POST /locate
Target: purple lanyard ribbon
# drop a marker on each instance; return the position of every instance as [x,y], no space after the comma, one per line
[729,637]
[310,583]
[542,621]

::::

Work item:
Print out the whole of the material above exactly.

Response area:
POST /locate
Target: purple lanyard ribbon
# drop a marker on each instance; return the position of every instance as [x,y], no space after the comma, one per line
[729,637]
[310,583]
[542,621]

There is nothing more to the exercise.